Write out, word for word, only the data from its first line to the line containing "Put a dot on the breaking".

---------------

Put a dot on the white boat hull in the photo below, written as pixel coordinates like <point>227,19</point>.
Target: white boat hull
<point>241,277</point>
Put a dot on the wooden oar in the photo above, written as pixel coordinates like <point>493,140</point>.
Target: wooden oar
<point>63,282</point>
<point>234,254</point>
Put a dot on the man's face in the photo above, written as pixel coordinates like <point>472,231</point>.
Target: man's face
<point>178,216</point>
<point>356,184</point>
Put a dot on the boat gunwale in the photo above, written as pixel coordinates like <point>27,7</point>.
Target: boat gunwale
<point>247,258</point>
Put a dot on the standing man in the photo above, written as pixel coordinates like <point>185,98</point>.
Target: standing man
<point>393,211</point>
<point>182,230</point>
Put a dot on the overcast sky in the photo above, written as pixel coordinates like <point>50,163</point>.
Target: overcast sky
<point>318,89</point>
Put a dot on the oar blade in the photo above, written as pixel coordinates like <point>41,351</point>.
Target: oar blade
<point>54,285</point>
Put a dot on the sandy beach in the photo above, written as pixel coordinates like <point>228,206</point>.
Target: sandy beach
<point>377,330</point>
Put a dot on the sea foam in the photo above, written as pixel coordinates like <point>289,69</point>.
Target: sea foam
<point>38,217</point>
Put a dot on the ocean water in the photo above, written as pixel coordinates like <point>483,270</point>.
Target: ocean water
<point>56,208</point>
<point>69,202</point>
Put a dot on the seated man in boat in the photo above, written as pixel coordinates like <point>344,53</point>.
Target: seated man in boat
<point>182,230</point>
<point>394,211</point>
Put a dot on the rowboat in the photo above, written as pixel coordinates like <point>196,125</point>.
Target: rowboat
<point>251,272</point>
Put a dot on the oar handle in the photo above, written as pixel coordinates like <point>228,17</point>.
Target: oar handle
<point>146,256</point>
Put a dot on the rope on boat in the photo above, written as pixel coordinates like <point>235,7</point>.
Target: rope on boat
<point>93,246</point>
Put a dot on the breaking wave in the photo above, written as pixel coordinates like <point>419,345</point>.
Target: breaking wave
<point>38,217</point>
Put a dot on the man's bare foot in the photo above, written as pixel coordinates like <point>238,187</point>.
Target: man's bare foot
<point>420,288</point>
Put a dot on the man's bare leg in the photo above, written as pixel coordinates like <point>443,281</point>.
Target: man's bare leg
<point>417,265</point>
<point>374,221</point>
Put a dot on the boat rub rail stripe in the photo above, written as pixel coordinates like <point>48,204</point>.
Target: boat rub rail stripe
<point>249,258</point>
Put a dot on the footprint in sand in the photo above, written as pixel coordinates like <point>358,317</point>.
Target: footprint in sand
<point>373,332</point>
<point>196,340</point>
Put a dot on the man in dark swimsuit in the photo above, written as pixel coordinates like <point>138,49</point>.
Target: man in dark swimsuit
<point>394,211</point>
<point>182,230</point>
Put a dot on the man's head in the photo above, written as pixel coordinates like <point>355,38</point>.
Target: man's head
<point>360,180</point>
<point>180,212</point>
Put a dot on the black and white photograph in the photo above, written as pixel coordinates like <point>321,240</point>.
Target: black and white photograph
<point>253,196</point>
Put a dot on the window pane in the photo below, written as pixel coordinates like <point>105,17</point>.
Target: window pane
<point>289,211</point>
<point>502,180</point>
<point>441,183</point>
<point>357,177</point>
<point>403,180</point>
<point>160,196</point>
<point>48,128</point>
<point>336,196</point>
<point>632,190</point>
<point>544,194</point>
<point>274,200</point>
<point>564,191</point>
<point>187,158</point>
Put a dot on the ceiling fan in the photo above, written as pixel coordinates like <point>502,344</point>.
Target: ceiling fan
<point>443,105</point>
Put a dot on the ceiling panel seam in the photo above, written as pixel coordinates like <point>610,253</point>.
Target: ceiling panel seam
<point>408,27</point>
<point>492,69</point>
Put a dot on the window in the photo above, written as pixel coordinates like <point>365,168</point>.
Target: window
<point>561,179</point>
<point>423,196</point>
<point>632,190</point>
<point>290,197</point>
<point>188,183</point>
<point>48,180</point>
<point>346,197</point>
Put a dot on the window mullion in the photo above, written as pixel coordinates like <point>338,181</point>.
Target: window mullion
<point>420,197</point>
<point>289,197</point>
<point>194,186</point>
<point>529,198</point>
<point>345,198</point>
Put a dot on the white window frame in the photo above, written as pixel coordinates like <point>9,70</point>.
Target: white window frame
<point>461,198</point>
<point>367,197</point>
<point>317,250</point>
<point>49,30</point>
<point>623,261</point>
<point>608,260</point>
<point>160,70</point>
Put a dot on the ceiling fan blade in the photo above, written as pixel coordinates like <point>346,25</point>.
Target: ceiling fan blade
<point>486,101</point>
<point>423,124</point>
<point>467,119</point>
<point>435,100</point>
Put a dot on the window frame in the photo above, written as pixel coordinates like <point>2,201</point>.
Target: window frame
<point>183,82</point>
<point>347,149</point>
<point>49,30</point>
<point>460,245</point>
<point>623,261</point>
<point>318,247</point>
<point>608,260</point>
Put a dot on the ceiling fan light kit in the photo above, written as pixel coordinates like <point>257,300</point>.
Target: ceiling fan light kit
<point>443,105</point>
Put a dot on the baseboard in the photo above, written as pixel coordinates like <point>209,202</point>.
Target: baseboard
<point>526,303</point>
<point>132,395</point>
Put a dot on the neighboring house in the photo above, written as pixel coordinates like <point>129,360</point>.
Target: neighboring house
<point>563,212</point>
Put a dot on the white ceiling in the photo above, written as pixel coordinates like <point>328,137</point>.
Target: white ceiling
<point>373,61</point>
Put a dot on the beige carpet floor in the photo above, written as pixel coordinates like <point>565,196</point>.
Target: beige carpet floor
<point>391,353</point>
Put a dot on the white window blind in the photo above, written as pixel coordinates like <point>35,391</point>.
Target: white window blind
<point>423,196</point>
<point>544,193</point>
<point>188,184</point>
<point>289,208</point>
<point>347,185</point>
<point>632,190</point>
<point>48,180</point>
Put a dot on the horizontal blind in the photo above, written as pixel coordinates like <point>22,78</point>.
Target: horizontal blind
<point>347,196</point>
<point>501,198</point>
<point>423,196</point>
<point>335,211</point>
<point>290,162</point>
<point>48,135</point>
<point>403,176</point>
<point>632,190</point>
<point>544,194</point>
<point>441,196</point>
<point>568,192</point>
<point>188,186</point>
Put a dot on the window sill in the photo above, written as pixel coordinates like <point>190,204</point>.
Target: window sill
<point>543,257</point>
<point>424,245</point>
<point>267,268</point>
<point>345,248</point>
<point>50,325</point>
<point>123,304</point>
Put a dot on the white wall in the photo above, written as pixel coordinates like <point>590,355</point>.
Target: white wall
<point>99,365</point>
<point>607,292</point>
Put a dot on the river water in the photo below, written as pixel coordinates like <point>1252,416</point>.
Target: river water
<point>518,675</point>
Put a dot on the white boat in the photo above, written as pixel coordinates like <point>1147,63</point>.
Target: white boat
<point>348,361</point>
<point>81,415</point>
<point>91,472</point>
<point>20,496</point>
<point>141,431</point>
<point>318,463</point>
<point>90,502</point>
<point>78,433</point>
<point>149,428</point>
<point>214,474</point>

---------------

> **Result for this task**:
Put a dot on the white boat hull in the photo below, written as pixel coordinates like <point>227,19</point>.
Target: white boat hull
<point>241,277</point>
Put a dot on the wooden oar in the photo above, written as pixel coordinates like <point>493,140</point>.
Target: wooden oar
<point>63,282</point>
<point>234,254</point>
Put a dot on the man's face in the photo above, written as pixel coordinates like <point>472,231</point>.
Target: man's face
<point>178,216</point>
<point>356,184</point>
Put a dot on the boat gunwale in the photo above, written as pixel coordinates like <point>27,7</point>.
Target: boat gunwale
<point>247,258</point>
Put a dot on the standing man in the photo above, written as pixel coordinates like <point>185,98</point>.
Target: standing man
<point>393,211</point>
<point>182,230</point>
Put a dot on the overcast sky in the photo above, written as pixel coordinates like <point>50,163</point>.
Target: overcast sky
<point>318,89</point>
Put a dot on the oar blade in the photo above, written as pixel coordinates like <point>41,351</point>.
Target: oar blade
<point>54,285</point>
Put a dot on the sandy beach in the photo above, written as pixel coordinates like <point>228,206</point>.
Target: sandy beach
<point>377,330</point>
Put a dot on the sea foam in the photo above, written as pixel coordinates like <point>289,69</point>.
Target: sea foam
<point>38,217</point>
Put a dot on the ocean water in the photo above, written as pixel coordinates like <point>483,270</point>.
Target: ocean water
<point>56,208</point>
<point>69,202</point>
Put a dot on the seated man in boat in the photo above, written as pixel coordinates like <point>344,53</point>.
Target: seated man in boat
<point>182,230</point>
<point>394,211</point>
Put a dot on the rowboat in the photo above, written as pixel coordinates like <point>196,125</point>.
Target: rowboat
<point>251,272</point>
Put a dot on the oar handle in the photo above, written as pixel coordinates like <point>228,17</point>.
Target: oar handle
<point>146,256</point>
Put a dot on the rope on boat in the photo above, written as pixel coordinates like <point>235,7</point>.
Target: rope on boat
<point>93,246</point>
Put a dot on the breaking wave in the photo above, written as pixel coordinates like <point>419,345</point>.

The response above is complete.